== ACTION ITEM ==
Would you transcribe each entry precisely as it stands, setting aside any images?

━━━ TASK DATA ━━━

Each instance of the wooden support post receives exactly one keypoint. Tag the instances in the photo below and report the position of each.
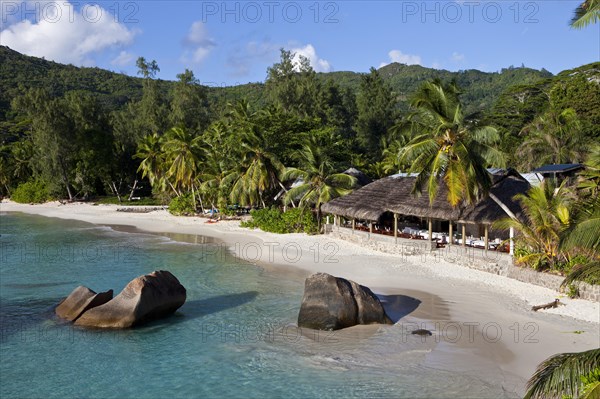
(395, 228)
(430, 225)
(486, 237)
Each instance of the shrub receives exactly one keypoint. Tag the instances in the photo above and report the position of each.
(183, 205)
(33, 191)
(295, 220)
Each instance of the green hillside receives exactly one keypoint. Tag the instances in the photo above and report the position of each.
(18, 72)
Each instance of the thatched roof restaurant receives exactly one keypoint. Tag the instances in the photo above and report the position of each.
(393, 195)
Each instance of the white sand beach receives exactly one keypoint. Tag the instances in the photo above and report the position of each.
(477, 318)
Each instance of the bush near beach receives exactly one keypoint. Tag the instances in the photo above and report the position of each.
(33, 191)
(273, 220)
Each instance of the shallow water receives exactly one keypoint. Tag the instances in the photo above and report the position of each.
(234, 337)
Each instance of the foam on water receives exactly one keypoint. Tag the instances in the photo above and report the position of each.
(234, 337)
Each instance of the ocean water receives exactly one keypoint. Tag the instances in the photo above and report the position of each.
(234, 337)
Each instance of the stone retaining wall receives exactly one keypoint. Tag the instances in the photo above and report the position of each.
(478, 259)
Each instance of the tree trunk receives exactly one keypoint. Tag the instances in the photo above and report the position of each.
(194, 198)
(201, 204)
(132, 190)
(113, 186)
(319, 218)
(285, 190)
(65, 179)
(177, 193)
(261, 200)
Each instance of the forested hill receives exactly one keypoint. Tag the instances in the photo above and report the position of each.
(18, 71)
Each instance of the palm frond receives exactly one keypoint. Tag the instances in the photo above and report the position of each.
(560, 375)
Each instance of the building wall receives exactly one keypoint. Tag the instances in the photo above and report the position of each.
(491, 262)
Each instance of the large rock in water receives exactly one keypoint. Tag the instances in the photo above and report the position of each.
(332, 303)
(145, 298)
(79, 301)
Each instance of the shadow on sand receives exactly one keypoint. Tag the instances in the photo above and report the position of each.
(398, 306)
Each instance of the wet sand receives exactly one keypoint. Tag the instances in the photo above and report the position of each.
(481, 323)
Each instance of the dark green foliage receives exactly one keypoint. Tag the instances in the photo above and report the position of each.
(33, 191)
(182, 206)
(115, 201)
(517, 106)
(273, 220)
(376, 113)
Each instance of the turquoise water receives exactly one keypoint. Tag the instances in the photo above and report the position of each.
(234, 337)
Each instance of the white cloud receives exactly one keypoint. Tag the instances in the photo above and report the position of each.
(399, 56)
(124, 58)
(457, 57)
(242, 58)
(198, 44)
(62, 33)
(308, 51)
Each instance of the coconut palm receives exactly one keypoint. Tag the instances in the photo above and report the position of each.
(259, 169)
(547, 214)
(560, 376)
(586, 13)
(151, 154)
(445, 147)
(181, 151)
(553, 137)
(583, 235)
(589, 179)
(318, 182)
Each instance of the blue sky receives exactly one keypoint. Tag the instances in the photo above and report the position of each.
(225, 43)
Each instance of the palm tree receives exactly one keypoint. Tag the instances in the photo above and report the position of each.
(181, 150)
(152, 165)
(589, 179)
(259, 169)
(546, 211)
(560, 376)
(318, 183)
(444, 146)
(586, 13)
(553, 137)
(214, 176)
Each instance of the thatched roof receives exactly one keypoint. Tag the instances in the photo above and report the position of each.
(394, 194)
(366, 203)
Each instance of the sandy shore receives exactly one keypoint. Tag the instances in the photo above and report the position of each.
(479, 319)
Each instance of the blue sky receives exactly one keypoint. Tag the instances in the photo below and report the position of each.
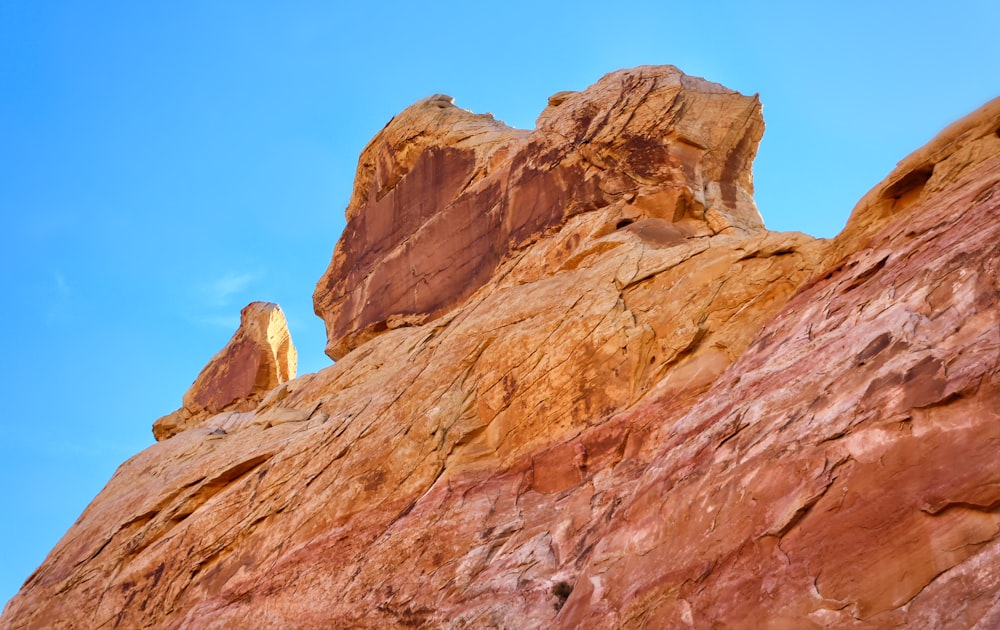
(163, 164)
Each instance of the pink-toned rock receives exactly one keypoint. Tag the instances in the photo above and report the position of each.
(638, 419)
(259, 357)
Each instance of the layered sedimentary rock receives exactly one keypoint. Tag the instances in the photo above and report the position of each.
(259, 357)
(443, 195)
(641, 410)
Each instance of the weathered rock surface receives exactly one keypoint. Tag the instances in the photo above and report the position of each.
(258, 358)
(639, 417)
(442, 195)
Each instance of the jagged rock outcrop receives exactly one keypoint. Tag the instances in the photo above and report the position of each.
(443, 195)
(649, 412)
(259, 357)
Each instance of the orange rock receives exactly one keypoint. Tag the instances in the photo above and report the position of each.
(442, 196)
(650, 412)
(258, 358)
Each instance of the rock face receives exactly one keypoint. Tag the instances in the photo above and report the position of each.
(442, 195)
(601, 395)
(258, 358)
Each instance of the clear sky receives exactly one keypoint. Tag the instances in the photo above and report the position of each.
(164, 163)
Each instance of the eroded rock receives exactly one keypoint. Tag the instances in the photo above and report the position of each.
(259, 357)
(442, 195)
(639, 417)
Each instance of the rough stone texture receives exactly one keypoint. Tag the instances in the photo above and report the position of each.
(258, 358)
(442, 195)
(636, 420)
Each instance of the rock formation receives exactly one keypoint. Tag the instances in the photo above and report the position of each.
(258, 358)
(578, 384)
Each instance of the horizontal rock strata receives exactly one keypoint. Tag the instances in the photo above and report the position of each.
(258, 358)
(642, 410)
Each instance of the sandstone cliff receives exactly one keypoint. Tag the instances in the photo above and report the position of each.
(579, 384)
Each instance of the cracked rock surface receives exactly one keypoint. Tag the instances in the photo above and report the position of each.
(612, 399)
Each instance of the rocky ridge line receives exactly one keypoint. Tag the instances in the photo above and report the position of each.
(651, 410)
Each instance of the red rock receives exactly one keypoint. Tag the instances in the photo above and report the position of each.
(648, 413)
(258, 358)
(442, 195)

━━━

== RESULT ==
Each instance of the wooden support post receives exactly one keypoint. Tag the instances in the photo below and report the position of each.
(395, 228)
(430, 225)
(486, 237)
Each instance of the shrub receives exactly one keypoint. Tag the instances in the photo above and report the position of each.
(183, 205)
(33, 191)
(295, 220)
Each instance of the green hillside receives exactly one keypoint. Tag the instances in the photo above and report the position of each.
(18, 72)
Each instance of the thatched roof restaurant receives exactly one keypoint. Tag the instances in the photo above and report the position of each.
(393, 195)
Each instance of the white sand beach receives exactly one keypoint. Tag the instances in the photo above and report the position of each.
(477, 318)
Each instance of the bush near beach receives exactly one keypoint. Tag the instances in the photo above and report the position of each.
(33, 191)
(273, 220)
Each instance of the shallow water receives exactly one keypoint. Tag the instances in the photo above and report the position of each.
(234, 337)
Each instance of the foam on water receives exactly one keypoint. Tag the instances in the photo above and report the position of each.
(234, 337)
Each instance of the ocean water receives exactly one keypoint. Tag the instances in the photo above and report the position of each.
(234, 337)
Each instance of the stone retaining wall receives exactly one keypoint. Tag the instances in the photo above and report the position of each.
(478, 259)
Each instance of the tree trunk receives exactly one keypoint. Tag the instances in the photo above and report the position of each.
(194, 198)
(201, 204)
(132, 190)
(113, 186)
(319, 218)
(285, 190)
(65, 179)
(177, 193)
(261, 200)
Each instance of the forested hill receives exactly one keypoint. Tag the instances in the photo above and report the position of each.
(18, 71)
Each instance of the palm frond receives exactly one keypoint. Tag the instances in the photo above and report the position of each.
(560, 375)
Each instance of the building wall receives exactly one keypoint. Tag the instances in the photo above and report the position of each.
(491, 262)
Each instance of the large rock in water receives exactly one keypoint. Tag the instances in the photo above and report the position of each.
(332, 303)
(145, 298)
(79, 301)
Each instance of the shadow on sand receives exactly one keypoint. Tag the instances in the photo above and report the position of each.
(398, 306)
Each instance of the wet sand receives exactly one keypoint. Tag the instances in the photo above and report the position of each.
(481, 323)
Each instance of the dark green foliage receives exactly one keypoint. Tag the instances in the photo above and report the position of each.
(33, 191)
(182, 206)
(115, 201)
(517, 106)
(273, 220)
(376, 113)
Each instance of the turquoise water receives exactly one keypoint. Tag the instances in the photo above and report the position of each.
(234, 337)
Each instance of the white cloud receives exactly one keypoint. Tag the instances in the photo above and report the position of each.
(399, 56)
(124, 58)
(457, 57)
(242, 58)
(198, 44)
(62, 33)
(308, 51)
Each instance of the coconut palm receives exactly one keypoint. Tag the instances in the photo above and report the position of each.
(259, 169)
(547, 214)
(560, 376)
(586, 13)
(151, 154)
(445, 147)
(181, 151)
(553, 137)
(583, 235)
(589, 179)
(318, 182)
Each instance of the blue sky receives exactly one keypoint. Tag the instances in the photo above and report the position of each.
(225, 43)
Each instance of the palm tree receives exactly one keypoint. Tag the instances in the photo above and report the position of each.
(181, 150)
(152, 165)
(589, 179)
(259, 169)
(546, 211)
(560, 376)
(318, 183)
(444, 146)
(586, 13)
(553, 137)
(214, 176)
Each instance of the thatched roof receives exactly one keypoint. Tag the instances in the photo above and report the position of each.
(394, 194)
(366, 203)
Each instance of the sandy shore receives exactly one keypoint. Tag the instances in the photo above and report the position of each.
(479, 319)
Each instance of the blue sky receives exactly one keypoint. Tag the instances in the photo below and report the position of each.
(163, 164)
Each instance of the pink-toned rock receives exactly one keypoint. Tag the instances in the photo above and report the position of each.
(638, 419)
(259, 357)
Each instance of the layered sedimentary rock receives exactly one keypoint. Tag the instances in the photo above and report the position of each.
(259, 357)
(443, 195)
(641, 410)
Each instance of the weathered rock surface receives exactly one keypoint. Tag the instances in the photo above and report the position of each.
(258, 358)
(639, 417)
(442, 195)
Each instance of the jagged rock outcrop receives exactly one keypoint. Tag the instances in the photo above and report the position of each.
(443, 195)
(649, 412)
(259, 357)
Each instance of the orange rock receives exactly one keypoint. Tag the instances in the photo above and report the position of each.
(442, 196)
(650, 412)
(258, 358)
Each instance of the rock face receives exactly one keypoint. Tag the instances in the photo above and report the position of each.
(442, 195)
(601, 395)
(258, 358)
Each instance of the clear sky receives exactly one keypoint. Tag the instances in the photo above and report the position of each.
(164, 163)
Each instance of the eroded rock receives exactly one keypoint. Tag the instances in the photo above and report the position of each.
(259, 357)
(442, 195)
(639, 417)
Each instance of the rough stone texture receives exactly one keypoint. Tag the instances in the photo above and report the position of each.
(258, 358)
(442, 195)
(636, 420)
Each instance of the rock formation receives exactly one keypoint. Tag the instances in the photo above and report the position of each.
(258, 358)
(578, 384)
Each instance of the horizontal rock strata receives exactly one keypoint. Tag the instances in the photo above and report the position of each.
(258, 358)
(642, 410)
Each instance of the sandstone cliff receives exactly one keypoint. Tag the instances in the photo above and report the position of each.
(579, 384)
Each instance of the cracked rock surface receives exactly one keypoint. Tag the instances in the photo above and report the position of each.
(612, 399)
Each instance of the rocky ridge line receives exactly one keypoint. Tag the instances in the photo above and report the position of each.
(651, 410)
Each instance of the red rock receives exactly one keypoint. Tag the instances in the photo above and report the position of each.
(648, 413)
(258, 358)
(442, 195)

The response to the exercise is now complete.